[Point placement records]
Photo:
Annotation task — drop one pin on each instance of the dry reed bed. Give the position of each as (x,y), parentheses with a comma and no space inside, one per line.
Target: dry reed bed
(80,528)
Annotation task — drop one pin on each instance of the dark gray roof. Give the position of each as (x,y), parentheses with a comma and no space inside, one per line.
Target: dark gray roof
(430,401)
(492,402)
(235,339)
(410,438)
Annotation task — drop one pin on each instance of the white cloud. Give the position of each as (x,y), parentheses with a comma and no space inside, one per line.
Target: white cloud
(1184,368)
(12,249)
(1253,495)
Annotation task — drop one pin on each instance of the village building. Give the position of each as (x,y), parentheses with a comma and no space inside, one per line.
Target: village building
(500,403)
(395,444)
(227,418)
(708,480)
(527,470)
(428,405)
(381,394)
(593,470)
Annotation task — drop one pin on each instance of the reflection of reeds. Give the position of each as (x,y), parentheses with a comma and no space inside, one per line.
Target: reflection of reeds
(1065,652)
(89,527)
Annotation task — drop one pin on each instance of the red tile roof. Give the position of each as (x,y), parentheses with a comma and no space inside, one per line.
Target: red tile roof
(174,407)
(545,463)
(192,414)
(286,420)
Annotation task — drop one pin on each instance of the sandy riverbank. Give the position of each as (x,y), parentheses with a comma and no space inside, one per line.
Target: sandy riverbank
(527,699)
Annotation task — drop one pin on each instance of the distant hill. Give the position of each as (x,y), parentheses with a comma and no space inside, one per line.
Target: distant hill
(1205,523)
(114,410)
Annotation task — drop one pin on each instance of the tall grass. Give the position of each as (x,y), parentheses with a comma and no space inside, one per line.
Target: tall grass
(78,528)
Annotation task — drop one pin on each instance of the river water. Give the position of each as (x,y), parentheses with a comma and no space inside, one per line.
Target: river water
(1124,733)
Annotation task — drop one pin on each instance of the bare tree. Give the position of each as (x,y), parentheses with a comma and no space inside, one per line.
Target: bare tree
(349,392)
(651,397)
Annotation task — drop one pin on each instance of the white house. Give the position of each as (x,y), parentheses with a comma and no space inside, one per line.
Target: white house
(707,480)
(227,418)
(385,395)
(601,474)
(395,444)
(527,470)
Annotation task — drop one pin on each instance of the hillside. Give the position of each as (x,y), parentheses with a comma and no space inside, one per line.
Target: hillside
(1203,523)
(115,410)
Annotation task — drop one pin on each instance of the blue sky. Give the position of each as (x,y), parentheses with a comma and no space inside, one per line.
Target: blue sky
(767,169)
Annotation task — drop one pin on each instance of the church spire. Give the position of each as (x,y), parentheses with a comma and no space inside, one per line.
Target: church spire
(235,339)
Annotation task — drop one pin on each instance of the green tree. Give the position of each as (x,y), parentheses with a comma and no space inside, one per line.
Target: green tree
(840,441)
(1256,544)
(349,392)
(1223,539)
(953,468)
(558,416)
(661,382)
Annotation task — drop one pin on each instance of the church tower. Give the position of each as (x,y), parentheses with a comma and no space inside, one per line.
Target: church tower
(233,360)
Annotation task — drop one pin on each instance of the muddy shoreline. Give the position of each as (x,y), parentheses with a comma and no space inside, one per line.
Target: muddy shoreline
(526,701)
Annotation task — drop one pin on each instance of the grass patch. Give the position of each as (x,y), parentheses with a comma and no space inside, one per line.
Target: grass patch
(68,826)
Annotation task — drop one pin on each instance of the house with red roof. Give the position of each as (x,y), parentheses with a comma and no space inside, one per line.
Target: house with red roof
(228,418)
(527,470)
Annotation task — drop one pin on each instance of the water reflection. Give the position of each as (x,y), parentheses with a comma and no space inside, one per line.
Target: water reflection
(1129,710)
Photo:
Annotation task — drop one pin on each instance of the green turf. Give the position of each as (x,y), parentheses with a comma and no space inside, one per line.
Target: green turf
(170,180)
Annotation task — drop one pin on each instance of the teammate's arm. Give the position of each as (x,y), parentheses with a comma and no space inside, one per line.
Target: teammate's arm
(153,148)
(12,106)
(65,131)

Work to do: Can you give every line above again, exactly as written?

Task solution:
Photo:
Annotation task — drop one pin on each instance of the dry reed bed. Give the position of each as (x,y), parentheses with a comma and no space inside, one per line.
Target: dry reed bed
(80,528)
Annotation task — drop one pin on each instance of the dark gray roof. Give the position of each as (x,y), parentheses with a comma and no space inside, one per line.
Target: dark gray roof
(430,401)
(492,402)
(235,339)
(410,438)
Annotation task — drop one pin on each instance of the white cloud. Give the position of each as (x,y), parentheses with a comma and no space inside, one per line.
Target: white cloud
(1184,368)
(12,249)
(1253,495)
Annotation task — drop one pin on each instance of the village building. Give the position of each as (x,y), parentheses with a comma and no space inside, one per line.
Target: village building
(500,403)
(395,444)
(227,418)
(708,480)
(527,470)
(428,405)
(381,394)
(593,470)
Annotation task — drop one pin on each instance of the reflection of reeds. Give the position of each as (x,y), parentheses with a comma and no space inside, one per line.
Target: reflection of reeds
(1065,652)
(89,527)
Annotation task — drop one pin on each instance of the red tile roof. Give the position of each as (x,y), parentheses with a comma and no space inside, one per line.
Target: red tile roof
(174,407)
(545,463)
(192,414)
(286,420)
Annotation task — drop one pin on each instance of the sandy riverbank. Give the position of each as (x,y), parentheses with a comma and no space inside, one per line.
Target: sandy riverbank
(527,699)
Annotation task — drop one pin on each instance of the distant hill. Give the position of each as (x,y), parentheses with a comma and no space inside, one per line.
Target: distant hill
(1205,523)
(114,410)
Annotation task — drop one pin on each instance of the tall grass. Give the position of each as (x,y), parentheses with a comma and no space inside, one per line.
Target: tall grass
(78,528)
Annotation task — drop one pin on each instance of the river water. Give the position of each as (x,y), parentheses with a comma and no space inside, one per line.
Target: river water
(1124,733)
Annotation task — drop one pin on each instance of the bare tree. Give the position of each as (x,y), parentheses with a comma and no space inside, one per line.
Target: bare tree
(349,392)
(651,397)
Annotation task — drop one pin on each instance of the white house. Give the position of each as (x,y), parentheses with a comma and no space inside, one per line.
Target: white house
(707,480)
(227,418)
(385,395)
(601,474)
(395,444)
(527,470)
Annotation task — drop one pin on each instance of the hillside. Give the position of each as (x,y), parentheses with a comma and no space inside, one per line.
Target: hillside
(1203,523)
(115,410)
Annotation task — drop one pin on each instance of the blue sky. Give the position of each as (x,y), parentheses with a comma and no space inside, one per line.
Target: blue sky
(767,169)
Annotation task — drop one pin on each instance of the church spire. Give the position of each as (x,y), parentheses with a comma and no space inside, one per line.
Target: church spire
(235,339)
Annotation task — drop one pin on each instance of the green tree. Give the position of each as (x,y), parentheses with a comma and no space inside, one per line.
Target: green tree
(840,441)
(1256,544)
(349,392)
(1223,539)
(953,468)
(558,416)
(661,382)
Annotation task — drop one pin on each instance of the church tower. Give the position of each as (x,y), parentheses with a comma and no space inside, one per line.
Target: church tower
(233,360)
Annotation task — drop one pin on each instance of the muddy shoreline. Give the position of each as (x,y), parentheses with a comma and no space inside, one per line.
Target: muddy shoreline
(526,701)
Annotation task — drop one pin on each instance of the grass patch. Give the position of each as (x,y), parentheses with a comma and no space inside, one per line.
Target: grass patch
(68,826)
Annotation task — drop one pin on each instance of the house with red roof. Give the position of each as (x,y), parentheses with a comma and no space inside, one per line.
Target: house with red roof
(228,418)
(527,470)
Annotation task — drop one pin on each instance of the water reflection. Give the position of each as (x,y), parentheses with a comma and no space inside, one per line.
Target: water reflection
(1129,710)
Photo:
Annotation task — drop one pin on each instance of the green turf. Give the position of each as (x,y), parentheses with a comma and no space inside, one per line.
Target: green turf
(170,180)
Annotation task — drop one pin on each instance of the teammate's arm. Give the position of each as (x,y), parentheses with a comma and no space inside, one per line.
Target: teammate's arm
(153,148)
(12,106)
(65,131)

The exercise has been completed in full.